Article:
- Borough: Harrow
- County: Greater London
- Population: 9,021 (2021)
- Major settlements: Belmont, Harrow
- Area: 1.519 km²

Current electoral ward
- Created: 1965, 2002
- Councillors: 2 (since 2022) 3 (until 2022)

= Belmont (Harrow ward) =

Electoral ward in London, England

Belmont is an electoral ward in the London Borough of Harrow. The ward was first used in the 2002 elections and elects two councillors to Harrow London Borough Council. It was previously used between 1965 and 1974.

== Geography ==
The ward is named after the suburb of Belmont, Harrow.

== Councillors ==

| Election | Councillors |  |  |  |
|---|---|---|---|---|
| 2022 |  | Mina Parmar (Conservative) |  | Anjana Patel (Conservative) |

== Elections ==

=== 2022 ===

Belmont (2)

Set task 1:
Set down the passage of the Belmont ward article from "Current electoral ward" down to "1965 and 1974.", word for word.

Pointing dataset excerpts:
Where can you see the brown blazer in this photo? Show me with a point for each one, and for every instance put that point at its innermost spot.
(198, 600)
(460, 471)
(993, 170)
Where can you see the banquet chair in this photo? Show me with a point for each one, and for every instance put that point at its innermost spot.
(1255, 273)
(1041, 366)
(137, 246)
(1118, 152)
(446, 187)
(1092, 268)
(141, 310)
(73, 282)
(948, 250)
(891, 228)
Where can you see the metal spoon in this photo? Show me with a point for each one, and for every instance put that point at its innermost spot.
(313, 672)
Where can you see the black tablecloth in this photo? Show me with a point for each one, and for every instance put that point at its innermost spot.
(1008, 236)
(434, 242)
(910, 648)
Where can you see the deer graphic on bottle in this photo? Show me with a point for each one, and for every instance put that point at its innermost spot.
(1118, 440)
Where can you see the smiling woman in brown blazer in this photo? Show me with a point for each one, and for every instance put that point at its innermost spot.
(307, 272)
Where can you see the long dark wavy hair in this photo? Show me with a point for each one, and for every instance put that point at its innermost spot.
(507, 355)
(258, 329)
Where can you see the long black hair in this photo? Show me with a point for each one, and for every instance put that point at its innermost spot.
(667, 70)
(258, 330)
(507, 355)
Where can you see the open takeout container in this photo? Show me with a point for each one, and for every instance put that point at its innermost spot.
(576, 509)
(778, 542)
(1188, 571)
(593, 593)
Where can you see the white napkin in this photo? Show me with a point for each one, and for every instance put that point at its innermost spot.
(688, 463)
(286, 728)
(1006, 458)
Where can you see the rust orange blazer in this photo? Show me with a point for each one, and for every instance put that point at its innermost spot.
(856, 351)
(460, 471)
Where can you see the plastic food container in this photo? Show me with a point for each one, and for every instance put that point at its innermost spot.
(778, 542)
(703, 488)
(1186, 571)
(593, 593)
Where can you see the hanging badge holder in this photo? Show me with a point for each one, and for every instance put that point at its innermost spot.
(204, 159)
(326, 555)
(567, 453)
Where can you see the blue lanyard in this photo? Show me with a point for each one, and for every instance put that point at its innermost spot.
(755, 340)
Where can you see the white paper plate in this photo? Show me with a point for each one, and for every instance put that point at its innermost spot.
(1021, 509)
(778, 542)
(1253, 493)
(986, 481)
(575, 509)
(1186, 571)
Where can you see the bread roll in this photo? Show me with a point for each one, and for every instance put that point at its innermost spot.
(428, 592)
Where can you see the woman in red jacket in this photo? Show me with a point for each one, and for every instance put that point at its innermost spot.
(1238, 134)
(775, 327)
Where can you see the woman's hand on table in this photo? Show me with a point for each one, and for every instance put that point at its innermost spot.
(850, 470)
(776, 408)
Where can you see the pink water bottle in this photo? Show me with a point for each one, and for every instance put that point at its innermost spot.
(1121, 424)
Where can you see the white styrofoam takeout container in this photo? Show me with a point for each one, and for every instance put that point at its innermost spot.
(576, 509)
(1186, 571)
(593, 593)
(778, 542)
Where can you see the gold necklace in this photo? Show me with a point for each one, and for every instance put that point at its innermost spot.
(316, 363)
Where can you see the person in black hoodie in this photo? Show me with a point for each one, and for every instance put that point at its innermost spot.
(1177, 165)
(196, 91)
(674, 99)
...
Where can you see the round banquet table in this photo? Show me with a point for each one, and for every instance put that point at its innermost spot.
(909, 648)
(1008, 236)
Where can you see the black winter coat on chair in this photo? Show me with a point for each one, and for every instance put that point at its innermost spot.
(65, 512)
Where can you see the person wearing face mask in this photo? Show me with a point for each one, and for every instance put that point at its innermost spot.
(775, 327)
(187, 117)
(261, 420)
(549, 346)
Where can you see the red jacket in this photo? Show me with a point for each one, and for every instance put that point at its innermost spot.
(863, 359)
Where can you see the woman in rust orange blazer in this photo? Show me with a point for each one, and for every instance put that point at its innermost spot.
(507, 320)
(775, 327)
---
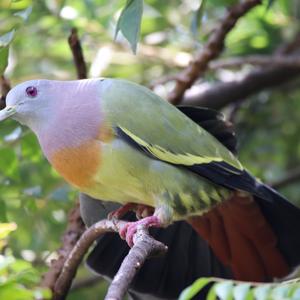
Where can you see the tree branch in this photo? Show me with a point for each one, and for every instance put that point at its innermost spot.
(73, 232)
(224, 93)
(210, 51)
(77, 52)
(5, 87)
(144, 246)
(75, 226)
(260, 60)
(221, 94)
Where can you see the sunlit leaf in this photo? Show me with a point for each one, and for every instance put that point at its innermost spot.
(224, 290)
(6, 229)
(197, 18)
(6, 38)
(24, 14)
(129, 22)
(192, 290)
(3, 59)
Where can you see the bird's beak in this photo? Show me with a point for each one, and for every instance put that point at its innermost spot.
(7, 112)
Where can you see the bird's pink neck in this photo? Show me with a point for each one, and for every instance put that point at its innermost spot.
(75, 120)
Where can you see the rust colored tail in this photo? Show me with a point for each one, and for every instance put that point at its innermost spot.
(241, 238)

Set task 2:
List each line in the records that contains the string "white".

Expected output 1:
Current electoral ward
- Created: 1965, 2002
- Councillors: 2 (since 2022) 3 (until 2022)

= Belmont (Harrow ward) =

Electoral ward in London, England

Belmont is an electoral ward in the London Borough of Harrow. The ward was first used in the 2002 elections and elects two councillors to Harrow London Borough Council. It was previously used between 1965 and 1974.

Expected output 2:
Where can you see the white napkin in this photo? Show me with a point for each one, and for every instance put that point at its innermost spot.
Where can you see the white paper plate in this photo? Show me with a point for each one, and for every instance put that point at its innermost spot.
Where can you see the white styrofoam takeout container in this photo? Show me with a point for each one, and for every instance put that point at its innermost spot.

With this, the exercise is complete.